■ PASSAGE FOR REVIEW
========
On 4 August 2020, a series of explosions occurred in the port. At least 204 people were killed (with an additional 3 missing) plus 6,500 were injured; the explosion initially killed several port workers, with the resulting shockwave affecting half of the city, killing several residents in their homes and people in buildings and streets. The explosions destroyed large parts of the port, including its warehouses and grain elevator; however, satellite imagery taken after the explosion shows the container port largely intact. As of 14 August, the container port was operating.

Up to 300,000 people may have been rendered homeless, according to Beirut City Governor Marwan Abboud. Damage estimates are in the billions of dollars, some estimates reaching $15 billion. The cruise ship Orient Queen sank in the port after receiving massive damage.

The initial explosion may have occurred in a fireworks warehouse, while a subsequent larger blast came from 2,750 tons of highly explosive ammonium nitrate that had been stored for the preceding six years at a depot at the port, specifically Hangar 12. The ammonium nitrate had arrived at the port in September 2013, on board a Russian-owned, Moldovan-flagged cargo ship called the MV Rhosus. The vessel came from Georgia and was bound for Mozambique, but was abandoned by its owners and crew in Beirut. In six letters over the next three years, port customs officials warned Lebanese authorities about the dangers of the storage of the chemical at the port and asked for authorisation to re-export it, turn it over to the army, or sell it to a Lebanese explosives company. However, no action was taken to remove the stockpile, as all six letters were ignored. Following the explosions which came from the Port of Beirut, the Government of Lebanon placed 16 Port Officials under house arrest, due to questions on the management of the port. On January 16, 2025, it was announced that the investigation about the explosion will resume.
========
■ RECORD SET
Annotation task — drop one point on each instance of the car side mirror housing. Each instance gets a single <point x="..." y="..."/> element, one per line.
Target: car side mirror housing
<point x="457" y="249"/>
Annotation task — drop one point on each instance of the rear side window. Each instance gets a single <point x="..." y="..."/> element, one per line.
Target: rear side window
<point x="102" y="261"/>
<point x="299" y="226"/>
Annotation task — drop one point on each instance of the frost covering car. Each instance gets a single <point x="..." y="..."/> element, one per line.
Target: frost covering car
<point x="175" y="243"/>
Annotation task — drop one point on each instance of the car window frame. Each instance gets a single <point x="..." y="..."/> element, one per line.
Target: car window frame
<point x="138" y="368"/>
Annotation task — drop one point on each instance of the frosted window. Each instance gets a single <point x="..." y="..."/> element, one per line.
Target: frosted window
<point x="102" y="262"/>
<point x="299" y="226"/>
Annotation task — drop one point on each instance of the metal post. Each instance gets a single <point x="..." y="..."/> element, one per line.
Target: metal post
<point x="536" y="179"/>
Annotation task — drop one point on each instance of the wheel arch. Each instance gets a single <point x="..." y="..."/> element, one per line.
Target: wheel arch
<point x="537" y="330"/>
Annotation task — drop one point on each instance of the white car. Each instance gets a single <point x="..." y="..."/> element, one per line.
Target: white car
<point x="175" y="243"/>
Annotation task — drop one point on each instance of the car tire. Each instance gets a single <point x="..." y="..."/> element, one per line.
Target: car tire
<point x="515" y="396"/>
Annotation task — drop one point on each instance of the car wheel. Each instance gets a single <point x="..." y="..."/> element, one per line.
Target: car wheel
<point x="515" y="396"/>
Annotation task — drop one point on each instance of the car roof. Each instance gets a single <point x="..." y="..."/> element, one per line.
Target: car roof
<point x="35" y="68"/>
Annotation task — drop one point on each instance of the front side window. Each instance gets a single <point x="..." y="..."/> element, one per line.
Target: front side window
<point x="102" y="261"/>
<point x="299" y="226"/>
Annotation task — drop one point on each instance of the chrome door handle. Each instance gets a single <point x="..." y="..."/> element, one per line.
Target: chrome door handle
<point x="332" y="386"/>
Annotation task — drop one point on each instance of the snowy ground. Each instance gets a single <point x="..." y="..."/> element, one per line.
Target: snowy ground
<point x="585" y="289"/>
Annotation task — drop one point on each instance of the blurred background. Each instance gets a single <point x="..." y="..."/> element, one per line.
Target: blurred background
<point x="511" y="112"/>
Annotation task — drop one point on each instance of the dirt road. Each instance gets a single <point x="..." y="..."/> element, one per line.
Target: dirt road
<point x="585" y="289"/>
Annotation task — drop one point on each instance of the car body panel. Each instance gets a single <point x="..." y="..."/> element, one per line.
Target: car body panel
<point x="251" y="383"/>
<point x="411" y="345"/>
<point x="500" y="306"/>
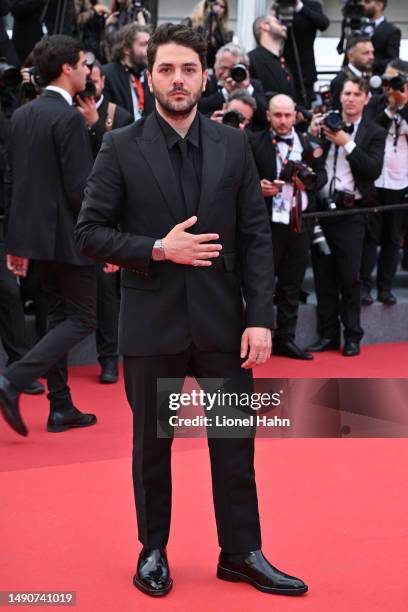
========
■ WORK INSTRUCTIONS
Continue the passage on the 2020 Beirut port explosions with a paragraph that picks up after its final sentence.

■ ANSWER SPACE
=== Fire in the port area ===
On 10 September 2020, a large fire erupted in the port area covering the skies of Beirut with toxic gas. The incident occurred in a cooking oil warehouse and food parcels belonging to the International Committee of the Red Cross (ICRC), then spread to a stock of rubber tires in the port's duty-free zone. Following black smoke rising above the city's skyline, panic broke out due to the fear of another explosion, and motivated people to flee the city, with the addition of the Beirut governor Marwan Abboud asking the people of Beirut to reduce traffic to roads leading to the port, for the firefighters to act quick with putting off the fires. The fire was brought under control, by fire personnel on the ground and by Lebanese Air Force helicopters dropping water.